Task requirements
Rewrite the listing from the line containing "Every instance of the airplane fuselage" down to the line containing "x=191 y=153", both included, with "airplane fuselage" changed to "aircraft fuselage" and nothing else altered. Return only those lines.

* Begin *

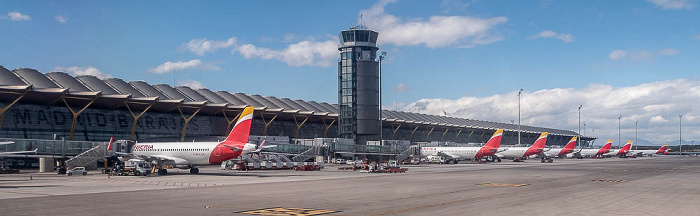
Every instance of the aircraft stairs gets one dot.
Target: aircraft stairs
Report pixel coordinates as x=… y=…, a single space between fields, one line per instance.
x=409 y=152
x=308 y=154
x=87 y=157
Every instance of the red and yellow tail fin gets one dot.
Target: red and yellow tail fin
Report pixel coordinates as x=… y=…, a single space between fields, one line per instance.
x=541 y=141
x=241 y=130
x=572 y=144
x=111 y=140
x=495 y=140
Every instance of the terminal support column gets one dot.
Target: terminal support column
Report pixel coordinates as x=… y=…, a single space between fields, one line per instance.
x=229 y=122
x=187 y=119
x=470 y=136
x=76 y=114
x=267 y=123
x=458 y=132
x=136 y=117
x=296 y=134
x=327 y=127
x=443 y=134
x=2 y=110
x=427 y=137
x=394 y=130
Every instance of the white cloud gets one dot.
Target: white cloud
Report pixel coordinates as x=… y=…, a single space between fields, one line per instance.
x=78 y=71
x=304 y=53
x=168 y=67
x=672 y=4
x=449 y=5
x=640 y=55
x=436 y=31
x=194 y=84
x=657 y=119
x=551 y=34
x=400 y=88
x=202 y=46
x=17 y=16
x=655 y=105
x=617 y=54
x=669 y=51
x=61 y=19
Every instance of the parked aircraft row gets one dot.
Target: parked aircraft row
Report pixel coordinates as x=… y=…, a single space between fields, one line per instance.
x=492 y=151
x=188 y=155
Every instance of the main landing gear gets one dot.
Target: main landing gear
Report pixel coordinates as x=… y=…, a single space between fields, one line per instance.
x=194 y=170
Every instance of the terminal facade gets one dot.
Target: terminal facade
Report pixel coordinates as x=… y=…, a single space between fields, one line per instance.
x=34 y=105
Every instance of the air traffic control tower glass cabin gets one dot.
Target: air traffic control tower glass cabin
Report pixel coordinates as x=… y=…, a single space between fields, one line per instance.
x=358 y=85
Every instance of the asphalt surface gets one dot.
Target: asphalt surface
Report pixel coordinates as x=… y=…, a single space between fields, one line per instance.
x=666 y=185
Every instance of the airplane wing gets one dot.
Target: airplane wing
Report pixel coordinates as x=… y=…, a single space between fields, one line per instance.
x=18 y=152
x=449 y=155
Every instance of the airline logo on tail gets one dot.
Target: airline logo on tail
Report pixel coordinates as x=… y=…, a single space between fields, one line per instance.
x=605 y=148
x=625 y=149
x=111 y=140
x=538 y=146
x=492 y=145
x=569 y=147
x=236 y=140
x=662 y=150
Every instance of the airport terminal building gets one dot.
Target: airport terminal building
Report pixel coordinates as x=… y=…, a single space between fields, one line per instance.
x=35 y=105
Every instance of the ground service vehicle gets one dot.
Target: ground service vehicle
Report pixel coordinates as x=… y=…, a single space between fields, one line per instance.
x=77 y=171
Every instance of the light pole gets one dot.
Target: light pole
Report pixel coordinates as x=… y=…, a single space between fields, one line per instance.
x=635 y=135
x=680 y=134
x=381 y=128
x=579 y=124
x=619 y=133
x=519 y=93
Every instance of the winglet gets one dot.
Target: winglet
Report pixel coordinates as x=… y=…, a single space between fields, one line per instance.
x=495 y=140
x=569 y=147
x=111 y=140
x=572 y=144
x=241 y=130
x=626 y=148
x=492 y=145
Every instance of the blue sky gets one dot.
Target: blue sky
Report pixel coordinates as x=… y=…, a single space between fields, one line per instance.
x=439 y=52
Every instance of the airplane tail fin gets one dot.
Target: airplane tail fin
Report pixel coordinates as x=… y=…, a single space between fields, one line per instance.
x=241 y=130
x=572 y=144
x=627 y=146
x=495 y=140
x=662 y=150
x=541 y=141
x=607 y=146
x=111 y=141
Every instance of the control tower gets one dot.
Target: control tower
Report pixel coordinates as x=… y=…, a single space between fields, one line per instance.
x=358 y=85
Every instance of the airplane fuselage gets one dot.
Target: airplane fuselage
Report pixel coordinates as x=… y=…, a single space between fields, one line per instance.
x=191 y=153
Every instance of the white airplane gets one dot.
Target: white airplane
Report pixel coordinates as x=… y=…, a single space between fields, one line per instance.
x=662 y=151
x=455 y=154
x=520 y=153
x=15 y=152
x=593 y=153
x=622 y=152
x=187 y=155
x=562 y=152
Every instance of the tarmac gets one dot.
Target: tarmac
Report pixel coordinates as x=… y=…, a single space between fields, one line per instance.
x=662 y=185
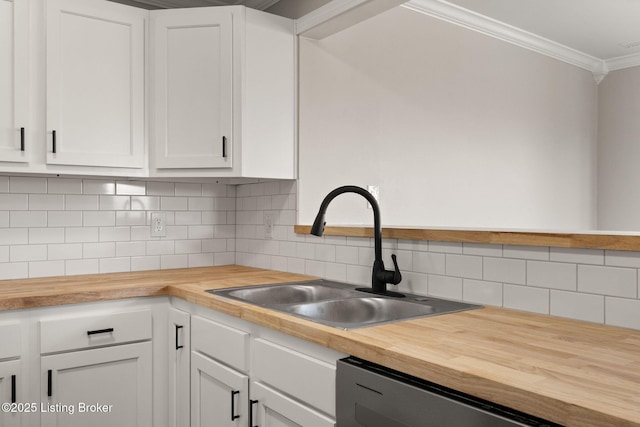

* End *

Result
Every instance of the aircraft fuselage gets one dot.
Target: aircraft fuselage
Report pixel coordinates as x=… y=…, a single space between fields, one line per instance.
x=191 y=153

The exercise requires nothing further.